- **Dataset records**
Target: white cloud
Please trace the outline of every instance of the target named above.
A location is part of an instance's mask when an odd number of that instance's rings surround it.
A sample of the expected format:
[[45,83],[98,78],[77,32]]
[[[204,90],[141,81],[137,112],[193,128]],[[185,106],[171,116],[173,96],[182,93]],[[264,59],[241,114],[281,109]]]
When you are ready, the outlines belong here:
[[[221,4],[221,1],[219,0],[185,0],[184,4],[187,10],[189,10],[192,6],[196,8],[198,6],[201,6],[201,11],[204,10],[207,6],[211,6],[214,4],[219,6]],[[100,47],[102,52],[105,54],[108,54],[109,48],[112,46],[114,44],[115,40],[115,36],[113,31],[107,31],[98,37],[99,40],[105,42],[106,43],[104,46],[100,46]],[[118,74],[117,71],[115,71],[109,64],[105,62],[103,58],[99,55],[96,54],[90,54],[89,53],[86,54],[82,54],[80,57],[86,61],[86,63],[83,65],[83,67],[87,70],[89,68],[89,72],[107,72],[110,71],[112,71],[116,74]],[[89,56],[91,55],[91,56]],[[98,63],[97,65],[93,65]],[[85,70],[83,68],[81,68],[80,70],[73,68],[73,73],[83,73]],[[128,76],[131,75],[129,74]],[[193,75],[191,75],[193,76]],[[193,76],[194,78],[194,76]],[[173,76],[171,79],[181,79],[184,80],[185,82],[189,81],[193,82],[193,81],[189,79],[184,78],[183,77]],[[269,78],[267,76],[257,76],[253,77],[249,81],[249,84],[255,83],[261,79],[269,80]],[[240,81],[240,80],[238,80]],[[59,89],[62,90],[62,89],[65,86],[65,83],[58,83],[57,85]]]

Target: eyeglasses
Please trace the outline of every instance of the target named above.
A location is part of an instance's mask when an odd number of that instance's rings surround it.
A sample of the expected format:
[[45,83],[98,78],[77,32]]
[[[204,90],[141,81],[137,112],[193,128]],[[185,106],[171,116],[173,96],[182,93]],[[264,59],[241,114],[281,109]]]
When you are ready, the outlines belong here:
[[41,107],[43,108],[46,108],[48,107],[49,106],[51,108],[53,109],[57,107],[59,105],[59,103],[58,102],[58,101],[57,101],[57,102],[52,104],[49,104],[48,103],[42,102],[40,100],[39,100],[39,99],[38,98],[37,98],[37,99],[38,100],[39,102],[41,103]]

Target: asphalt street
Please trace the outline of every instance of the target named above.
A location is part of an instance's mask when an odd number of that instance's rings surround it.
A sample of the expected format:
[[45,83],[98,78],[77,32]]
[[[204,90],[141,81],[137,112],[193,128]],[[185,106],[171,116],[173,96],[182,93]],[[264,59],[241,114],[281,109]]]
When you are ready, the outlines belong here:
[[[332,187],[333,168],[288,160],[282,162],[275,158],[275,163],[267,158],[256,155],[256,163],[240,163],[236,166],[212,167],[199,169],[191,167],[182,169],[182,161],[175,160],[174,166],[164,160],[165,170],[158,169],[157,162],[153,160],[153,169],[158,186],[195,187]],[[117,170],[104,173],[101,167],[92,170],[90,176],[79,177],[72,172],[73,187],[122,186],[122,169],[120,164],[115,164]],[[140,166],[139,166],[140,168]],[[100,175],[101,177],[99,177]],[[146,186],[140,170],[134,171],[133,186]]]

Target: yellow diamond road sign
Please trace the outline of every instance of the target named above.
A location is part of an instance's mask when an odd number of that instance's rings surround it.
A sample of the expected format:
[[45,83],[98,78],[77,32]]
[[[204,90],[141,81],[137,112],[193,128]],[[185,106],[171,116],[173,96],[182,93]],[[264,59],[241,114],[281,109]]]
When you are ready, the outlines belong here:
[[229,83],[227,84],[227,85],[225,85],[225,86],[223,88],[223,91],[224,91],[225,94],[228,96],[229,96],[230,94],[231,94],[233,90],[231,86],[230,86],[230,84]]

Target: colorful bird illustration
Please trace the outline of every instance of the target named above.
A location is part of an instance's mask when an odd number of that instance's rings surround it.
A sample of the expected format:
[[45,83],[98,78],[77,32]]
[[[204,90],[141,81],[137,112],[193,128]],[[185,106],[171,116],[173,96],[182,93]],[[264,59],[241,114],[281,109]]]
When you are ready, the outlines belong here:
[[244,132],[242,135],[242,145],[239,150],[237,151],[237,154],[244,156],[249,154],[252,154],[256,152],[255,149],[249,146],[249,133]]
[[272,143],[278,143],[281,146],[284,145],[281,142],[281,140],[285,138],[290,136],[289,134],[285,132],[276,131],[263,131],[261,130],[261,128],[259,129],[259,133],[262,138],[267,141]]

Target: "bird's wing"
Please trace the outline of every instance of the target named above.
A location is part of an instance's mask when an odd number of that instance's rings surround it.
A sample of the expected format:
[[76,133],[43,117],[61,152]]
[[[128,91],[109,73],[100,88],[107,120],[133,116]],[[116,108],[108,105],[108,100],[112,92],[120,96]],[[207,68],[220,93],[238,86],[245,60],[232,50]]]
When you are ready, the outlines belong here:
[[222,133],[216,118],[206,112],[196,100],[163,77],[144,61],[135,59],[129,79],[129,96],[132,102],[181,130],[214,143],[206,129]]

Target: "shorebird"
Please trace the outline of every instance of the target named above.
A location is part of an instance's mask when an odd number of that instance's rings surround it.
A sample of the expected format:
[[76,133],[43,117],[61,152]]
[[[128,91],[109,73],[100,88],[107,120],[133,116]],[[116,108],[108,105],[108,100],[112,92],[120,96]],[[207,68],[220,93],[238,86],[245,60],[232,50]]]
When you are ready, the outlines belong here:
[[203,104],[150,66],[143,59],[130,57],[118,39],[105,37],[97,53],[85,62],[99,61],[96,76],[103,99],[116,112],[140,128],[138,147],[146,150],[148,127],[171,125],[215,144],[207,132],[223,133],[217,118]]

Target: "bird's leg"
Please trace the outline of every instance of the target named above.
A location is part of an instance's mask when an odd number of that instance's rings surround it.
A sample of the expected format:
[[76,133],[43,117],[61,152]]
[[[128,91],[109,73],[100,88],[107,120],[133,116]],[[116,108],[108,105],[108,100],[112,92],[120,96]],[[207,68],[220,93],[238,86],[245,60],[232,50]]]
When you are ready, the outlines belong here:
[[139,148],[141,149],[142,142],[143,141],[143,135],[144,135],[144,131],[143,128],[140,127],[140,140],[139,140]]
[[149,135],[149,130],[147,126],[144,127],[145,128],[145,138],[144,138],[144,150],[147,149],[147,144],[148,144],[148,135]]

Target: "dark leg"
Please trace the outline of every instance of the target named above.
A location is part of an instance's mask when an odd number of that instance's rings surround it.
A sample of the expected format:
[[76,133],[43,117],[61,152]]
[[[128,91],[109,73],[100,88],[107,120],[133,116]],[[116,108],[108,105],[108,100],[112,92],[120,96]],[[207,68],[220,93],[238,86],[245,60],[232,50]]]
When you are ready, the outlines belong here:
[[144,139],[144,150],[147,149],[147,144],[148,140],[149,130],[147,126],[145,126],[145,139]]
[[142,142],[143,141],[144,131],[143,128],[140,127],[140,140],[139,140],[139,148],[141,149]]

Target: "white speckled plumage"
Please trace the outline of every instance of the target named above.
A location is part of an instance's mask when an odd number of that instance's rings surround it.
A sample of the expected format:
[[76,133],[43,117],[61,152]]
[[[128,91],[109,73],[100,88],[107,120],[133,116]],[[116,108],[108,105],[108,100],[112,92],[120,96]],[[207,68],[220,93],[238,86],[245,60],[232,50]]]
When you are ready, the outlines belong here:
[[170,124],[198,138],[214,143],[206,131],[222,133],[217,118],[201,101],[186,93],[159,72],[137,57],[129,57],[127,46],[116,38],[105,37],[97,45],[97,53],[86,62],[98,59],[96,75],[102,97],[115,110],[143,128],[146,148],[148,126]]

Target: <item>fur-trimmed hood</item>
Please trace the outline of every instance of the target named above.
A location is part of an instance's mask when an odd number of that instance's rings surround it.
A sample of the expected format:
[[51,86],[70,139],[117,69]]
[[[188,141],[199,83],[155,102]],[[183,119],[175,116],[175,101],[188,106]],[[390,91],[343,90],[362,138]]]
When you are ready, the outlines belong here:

- **What to produce**
Write the lines out exactly, from the one with "Target: <item>fur-trimmed hood</item>" down to the last line of the listing, and leave out all others.

- **Result for this task**
Target: <item>fur-trimmed hood</item>
Please trace the outline of every instance of the target named above.
A location is part of an instance's mask when an odd number of that instance's rings surround it.
A sample of the expected format:
[[51,86],[70,139],[117,69]]
[[[188,141],[199,83],[155,102]],[[183,119],[175,116],[175,101],[188,106]],[[390,91],[343,90],[362,138]]]
When you are ready, the outlines belong here:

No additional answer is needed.